◆ **Work to be completed**
Copy each of the following items verbatim, omitting the pictures.
□ □ □ □ □ □ □
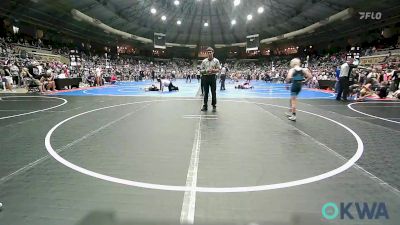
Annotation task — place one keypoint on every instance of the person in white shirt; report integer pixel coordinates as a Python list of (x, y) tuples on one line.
[(209, 69), (98, 79), (224, 70)]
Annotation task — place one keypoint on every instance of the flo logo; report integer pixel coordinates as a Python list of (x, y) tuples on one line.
[(370, 15), (355, 210)]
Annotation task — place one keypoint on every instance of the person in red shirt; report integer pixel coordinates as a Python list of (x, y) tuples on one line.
[(113, 79)]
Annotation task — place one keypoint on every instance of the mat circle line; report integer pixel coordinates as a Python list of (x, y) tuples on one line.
[(342, 168), (35, 111)]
□ □ □ □ □ □ □
◆ **Output for this exercise**
Annotation task — place one keypoint on every instance of the person in white shirt; report integer pixel coordinates as a Python list of (x, y) tuples on one line.
[(209, 69), (98, 79), (224, 70)]
Annotation task — place one keypoint on every instance of the flo logo; report integer pixel coordinates as a Python list of (x, y) tuples on one line.
[(370, 15), (355, 210)]
Annotation task — place one keypoint on every instance of the person in red shirt; report integer pixel coordinates as a Python list of (x, y) tuples on one line.
[(113, 79)]
Annotation task — place one keypoint on every instance of the mat circle line; report integer pixel coordinates as a Python list of (x, y) tuples on one line.
[(342, 168), (35, 111)]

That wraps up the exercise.